[Listed records — start]
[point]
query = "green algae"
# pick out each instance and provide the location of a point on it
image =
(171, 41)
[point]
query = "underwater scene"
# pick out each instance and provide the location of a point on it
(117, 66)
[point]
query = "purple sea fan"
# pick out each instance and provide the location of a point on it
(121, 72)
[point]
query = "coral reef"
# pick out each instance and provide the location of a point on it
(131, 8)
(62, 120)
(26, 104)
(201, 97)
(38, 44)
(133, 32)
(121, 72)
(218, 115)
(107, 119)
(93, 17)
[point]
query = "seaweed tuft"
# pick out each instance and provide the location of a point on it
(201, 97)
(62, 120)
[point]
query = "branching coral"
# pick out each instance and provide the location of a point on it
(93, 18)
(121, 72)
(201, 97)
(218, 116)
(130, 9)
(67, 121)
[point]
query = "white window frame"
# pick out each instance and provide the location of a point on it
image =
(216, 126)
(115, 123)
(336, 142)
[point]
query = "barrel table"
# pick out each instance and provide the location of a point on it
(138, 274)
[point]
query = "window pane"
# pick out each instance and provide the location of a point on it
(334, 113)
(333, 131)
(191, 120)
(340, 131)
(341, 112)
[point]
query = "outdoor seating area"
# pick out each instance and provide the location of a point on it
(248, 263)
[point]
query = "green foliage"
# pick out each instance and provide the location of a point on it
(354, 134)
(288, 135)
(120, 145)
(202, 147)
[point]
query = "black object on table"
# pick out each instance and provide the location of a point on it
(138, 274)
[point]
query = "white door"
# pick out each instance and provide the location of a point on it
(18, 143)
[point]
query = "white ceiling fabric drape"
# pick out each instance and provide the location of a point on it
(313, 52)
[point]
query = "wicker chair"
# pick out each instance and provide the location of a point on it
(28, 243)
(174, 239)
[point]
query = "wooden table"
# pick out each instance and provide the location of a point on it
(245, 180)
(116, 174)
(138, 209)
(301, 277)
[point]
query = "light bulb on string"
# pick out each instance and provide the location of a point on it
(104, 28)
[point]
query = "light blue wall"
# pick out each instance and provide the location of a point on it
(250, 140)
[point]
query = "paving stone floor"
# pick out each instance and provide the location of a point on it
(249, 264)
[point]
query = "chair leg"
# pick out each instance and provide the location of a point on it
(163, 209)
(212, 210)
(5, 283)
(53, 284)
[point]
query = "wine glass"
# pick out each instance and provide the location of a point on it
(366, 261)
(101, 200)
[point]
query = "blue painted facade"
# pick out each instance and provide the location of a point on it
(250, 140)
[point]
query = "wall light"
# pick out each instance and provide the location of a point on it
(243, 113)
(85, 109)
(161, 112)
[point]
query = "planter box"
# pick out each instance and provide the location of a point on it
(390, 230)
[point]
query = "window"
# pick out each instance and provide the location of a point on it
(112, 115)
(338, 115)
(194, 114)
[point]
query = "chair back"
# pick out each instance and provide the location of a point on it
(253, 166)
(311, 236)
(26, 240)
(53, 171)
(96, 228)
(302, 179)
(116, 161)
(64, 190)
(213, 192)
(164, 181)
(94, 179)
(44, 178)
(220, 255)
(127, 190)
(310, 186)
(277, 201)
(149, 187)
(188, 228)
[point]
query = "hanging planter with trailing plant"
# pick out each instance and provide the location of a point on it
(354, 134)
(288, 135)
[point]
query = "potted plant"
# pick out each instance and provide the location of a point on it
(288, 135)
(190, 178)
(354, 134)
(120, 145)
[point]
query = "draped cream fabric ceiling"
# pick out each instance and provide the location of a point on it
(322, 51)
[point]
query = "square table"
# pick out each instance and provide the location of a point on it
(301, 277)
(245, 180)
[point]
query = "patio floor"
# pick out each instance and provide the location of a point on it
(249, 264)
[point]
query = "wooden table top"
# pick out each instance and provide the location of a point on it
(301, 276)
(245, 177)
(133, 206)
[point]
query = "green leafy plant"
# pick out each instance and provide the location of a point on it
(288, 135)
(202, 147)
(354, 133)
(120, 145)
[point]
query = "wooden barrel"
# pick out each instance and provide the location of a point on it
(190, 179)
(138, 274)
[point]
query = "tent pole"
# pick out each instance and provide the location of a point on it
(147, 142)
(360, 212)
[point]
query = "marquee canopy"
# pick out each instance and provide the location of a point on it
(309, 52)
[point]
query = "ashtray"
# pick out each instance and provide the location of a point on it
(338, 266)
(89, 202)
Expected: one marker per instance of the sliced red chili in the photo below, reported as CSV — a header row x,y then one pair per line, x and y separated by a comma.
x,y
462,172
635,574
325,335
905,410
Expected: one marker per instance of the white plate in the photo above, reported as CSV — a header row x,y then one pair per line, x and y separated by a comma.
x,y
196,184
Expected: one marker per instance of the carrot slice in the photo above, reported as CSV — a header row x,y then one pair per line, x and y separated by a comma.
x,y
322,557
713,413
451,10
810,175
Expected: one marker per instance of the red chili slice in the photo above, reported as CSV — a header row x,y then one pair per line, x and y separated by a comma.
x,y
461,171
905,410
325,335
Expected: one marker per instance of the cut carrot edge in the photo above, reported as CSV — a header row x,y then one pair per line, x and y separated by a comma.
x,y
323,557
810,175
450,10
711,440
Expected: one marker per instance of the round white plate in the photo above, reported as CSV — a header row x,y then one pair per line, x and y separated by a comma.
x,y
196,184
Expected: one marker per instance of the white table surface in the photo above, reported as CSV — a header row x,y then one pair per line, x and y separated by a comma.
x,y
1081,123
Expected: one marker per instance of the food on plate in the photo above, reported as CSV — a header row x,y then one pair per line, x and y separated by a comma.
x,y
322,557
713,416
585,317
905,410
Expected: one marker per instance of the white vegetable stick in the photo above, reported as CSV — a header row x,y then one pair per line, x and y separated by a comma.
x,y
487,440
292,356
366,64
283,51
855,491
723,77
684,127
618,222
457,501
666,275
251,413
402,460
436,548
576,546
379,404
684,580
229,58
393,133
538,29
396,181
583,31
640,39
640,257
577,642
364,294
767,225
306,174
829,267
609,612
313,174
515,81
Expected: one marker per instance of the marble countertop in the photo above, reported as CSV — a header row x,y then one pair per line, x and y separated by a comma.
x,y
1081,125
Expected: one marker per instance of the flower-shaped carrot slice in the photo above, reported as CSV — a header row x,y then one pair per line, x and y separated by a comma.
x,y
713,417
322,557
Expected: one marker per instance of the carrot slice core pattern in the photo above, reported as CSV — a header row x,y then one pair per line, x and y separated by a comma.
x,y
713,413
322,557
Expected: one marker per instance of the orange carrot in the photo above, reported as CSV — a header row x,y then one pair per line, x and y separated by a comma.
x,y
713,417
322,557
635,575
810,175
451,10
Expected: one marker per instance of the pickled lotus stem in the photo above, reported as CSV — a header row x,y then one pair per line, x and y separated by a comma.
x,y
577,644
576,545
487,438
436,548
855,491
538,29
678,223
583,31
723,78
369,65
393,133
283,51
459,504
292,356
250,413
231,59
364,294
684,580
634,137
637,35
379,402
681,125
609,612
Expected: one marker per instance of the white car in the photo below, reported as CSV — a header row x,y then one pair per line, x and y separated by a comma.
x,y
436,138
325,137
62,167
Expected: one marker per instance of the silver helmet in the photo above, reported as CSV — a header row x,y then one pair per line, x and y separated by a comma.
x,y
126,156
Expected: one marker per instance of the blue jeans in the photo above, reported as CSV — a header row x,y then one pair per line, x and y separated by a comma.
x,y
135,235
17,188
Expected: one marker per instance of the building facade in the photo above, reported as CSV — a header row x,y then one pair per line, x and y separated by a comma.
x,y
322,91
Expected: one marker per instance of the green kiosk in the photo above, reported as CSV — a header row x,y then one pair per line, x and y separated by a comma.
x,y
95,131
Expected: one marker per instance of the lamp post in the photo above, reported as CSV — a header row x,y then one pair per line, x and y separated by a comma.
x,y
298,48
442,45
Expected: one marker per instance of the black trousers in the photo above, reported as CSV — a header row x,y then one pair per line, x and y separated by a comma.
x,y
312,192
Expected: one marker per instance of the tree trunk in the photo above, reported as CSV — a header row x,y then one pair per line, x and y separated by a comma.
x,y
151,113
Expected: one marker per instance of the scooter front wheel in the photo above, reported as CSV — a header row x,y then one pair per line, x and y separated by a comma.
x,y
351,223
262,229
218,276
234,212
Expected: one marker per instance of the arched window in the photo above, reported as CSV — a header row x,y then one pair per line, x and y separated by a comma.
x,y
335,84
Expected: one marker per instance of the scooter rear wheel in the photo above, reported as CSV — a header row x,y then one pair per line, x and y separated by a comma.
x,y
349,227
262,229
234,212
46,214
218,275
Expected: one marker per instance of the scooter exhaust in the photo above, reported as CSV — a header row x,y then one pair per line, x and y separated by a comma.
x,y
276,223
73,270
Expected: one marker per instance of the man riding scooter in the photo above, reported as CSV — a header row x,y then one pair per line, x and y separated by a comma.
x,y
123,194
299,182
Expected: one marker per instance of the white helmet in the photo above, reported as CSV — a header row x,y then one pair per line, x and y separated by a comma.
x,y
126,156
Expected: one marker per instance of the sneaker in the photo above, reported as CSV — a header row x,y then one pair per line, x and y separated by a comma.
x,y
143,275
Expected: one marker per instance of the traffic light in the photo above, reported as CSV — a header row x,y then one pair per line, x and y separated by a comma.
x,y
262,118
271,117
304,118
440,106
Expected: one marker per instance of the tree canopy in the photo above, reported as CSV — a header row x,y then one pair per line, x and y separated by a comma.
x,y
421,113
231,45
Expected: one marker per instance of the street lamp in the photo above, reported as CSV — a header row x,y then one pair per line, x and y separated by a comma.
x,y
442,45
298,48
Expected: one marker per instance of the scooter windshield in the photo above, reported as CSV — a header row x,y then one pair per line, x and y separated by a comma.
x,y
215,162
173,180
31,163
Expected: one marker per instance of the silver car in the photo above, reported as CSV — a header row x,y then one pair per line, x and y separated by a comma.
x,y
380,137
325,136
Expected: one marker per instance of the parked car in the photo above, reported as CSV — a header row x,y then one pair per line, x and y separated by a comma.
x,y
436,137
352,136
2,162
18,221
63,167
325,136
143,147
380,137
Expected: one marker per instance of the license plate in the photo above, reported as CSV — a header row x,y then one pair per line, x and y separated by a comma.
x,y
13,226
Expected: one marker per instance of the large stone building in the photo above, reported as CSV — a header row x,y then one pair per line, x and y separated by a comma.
[Listed records — finish]
### Exercise instructions
Pull out the lines above in which the word "wooden" appears.

### Exercise result
query = "wooden table"
query = "wooden table top"
query = "wooden barrel"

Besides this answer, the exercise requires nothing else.